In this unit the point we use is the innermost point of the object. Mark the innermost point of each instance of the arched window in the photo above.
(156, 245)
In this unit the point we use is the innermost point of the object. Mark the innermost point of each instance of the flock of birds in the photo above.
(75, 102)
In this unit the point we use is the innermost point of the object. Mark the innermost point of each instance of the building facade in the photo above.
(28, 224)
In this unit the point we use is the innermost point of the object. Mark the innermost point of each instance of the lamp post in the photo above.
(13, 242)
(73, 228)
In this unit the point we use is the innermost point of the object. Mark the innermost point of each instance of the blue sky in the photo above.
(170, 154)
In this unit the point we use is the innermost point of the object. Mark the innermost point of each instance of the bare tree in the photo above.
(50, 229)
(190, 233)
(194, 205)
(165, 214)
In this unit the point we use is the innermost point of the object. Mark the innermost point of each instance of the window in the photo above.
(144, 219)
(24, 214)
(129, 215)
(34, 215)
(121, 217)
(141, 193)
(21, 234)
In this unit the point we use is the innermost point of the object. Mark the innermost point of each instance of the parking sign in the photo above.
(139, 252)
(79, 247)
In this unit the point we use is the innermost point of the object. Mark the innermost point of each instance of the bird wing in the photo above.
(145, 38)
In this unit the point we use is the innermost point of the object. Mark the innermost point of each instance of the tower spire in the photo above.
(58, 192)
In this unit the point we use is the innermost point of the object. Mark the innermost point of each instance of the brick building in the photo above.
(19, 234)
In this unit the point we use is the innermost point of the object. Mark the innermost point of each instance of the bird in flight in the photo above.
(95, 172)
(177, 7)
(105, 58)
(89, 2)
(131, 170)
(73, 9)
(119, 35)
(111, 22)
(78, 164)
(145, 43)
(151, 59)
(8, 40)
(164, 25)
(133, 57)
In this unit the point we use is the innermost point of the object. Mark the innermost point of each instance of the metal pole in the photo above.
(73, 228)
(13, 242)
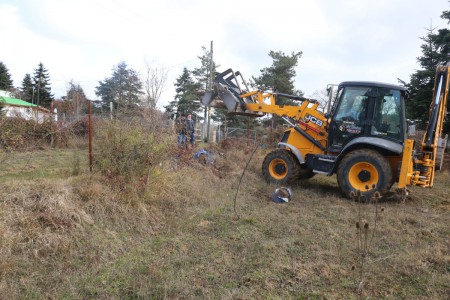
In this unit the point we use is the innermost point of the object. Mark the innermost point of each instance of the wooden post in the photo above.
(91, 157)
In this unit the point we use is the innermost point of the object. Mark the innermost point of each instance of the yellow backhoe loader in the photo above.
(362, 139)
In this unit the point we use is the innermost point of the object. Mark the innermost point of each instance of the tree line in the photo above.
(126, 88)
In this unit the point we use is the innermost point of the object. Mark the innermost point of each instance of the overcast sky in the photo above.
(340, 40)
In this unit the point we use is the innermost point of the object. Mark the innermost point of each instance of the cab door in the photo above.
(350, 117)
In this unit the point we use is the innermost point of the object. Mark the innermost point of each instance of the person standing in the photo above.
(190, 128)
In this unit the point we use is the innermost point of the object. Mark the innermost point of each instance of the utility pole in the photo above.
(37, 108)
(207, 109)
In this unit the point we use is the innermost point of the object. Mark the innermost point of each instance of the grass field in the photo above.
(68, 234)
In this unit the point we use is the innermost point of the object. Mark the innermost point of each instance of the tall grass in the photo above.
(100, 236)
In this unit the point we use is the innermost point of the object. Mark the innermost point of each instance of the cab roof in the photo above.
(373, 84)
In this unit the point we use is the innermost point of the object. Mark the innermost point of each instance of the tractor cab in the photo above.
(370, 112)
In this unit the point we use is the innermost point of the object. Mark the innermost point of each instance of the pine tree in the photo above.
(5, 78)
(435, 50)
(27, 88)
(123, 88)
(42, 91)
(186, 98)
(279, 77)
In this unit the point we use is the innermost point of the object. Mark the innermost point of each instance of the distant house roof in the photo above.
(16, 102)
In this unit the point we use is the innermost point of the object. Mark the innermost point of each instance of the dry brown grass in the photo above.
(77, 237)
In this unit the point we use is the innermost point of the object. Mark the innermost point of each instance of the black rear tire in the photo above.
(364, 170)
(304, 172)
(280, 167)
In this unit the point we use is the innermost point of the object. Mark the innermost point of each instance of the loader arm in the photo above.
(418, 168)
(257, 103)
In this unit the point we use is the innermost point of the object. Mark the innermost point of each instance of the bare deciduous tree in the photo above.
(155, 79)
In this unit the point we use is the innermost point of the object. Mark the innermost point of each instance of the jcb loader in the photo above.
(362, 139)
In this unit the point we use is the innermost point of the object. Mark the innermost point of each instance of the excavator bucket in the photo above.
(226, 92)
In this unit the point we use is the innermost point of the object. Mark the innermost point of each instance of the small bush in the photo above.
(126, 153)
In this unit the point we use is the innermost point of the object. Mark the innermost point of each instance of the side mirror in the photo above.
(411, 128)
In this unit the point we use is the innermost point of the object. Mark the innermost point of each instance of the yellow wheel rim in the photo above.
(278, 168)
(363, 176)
------------------------------------------------------------------------
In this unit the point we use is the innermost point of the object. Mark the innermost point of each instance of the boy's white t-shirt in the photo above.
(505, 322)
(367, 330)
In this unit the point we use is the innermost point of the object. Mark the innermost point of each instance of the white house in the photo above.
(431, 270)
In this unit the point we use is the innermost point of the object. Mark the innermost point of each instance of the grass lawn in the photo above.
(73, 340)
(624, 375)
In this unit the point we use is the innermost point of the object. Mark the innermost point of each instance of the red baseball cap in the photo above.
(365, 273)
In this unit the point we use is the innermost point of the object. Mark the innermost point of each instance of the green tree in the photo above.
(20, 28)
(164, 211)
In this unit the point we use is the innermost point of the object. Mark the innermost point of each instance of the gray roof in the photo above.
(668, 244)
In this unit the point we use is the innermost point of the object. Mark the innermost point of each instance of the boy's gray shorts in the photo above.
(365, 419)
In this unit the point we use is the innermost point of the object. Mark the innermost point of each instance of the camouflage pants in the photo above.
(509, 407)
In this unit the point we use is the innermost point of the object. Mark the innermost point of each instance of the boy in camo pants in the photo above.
------------------------------------------------------------------------
TASK REQUIREMENTS:
From the line holding "shorts in the photo above." to the line holding "camo pants in the photo above.", inclusive, restate each line above exactly as written.

ANSWER SPACE:
In this unit the point we use is the innermost point of the object. Mark the innermost point of each instance of the boy's gray shorts in the photo above.
(365, 419)
In this unit the point we use is the innermost point of the object. Mark the innermost point of each instance of the camouflage pants in the photo above.
(509, 407)
In this unit the point we use is the innermost point of the object. Mark the innermost point of each instance of the boy in camo pants in the photo above.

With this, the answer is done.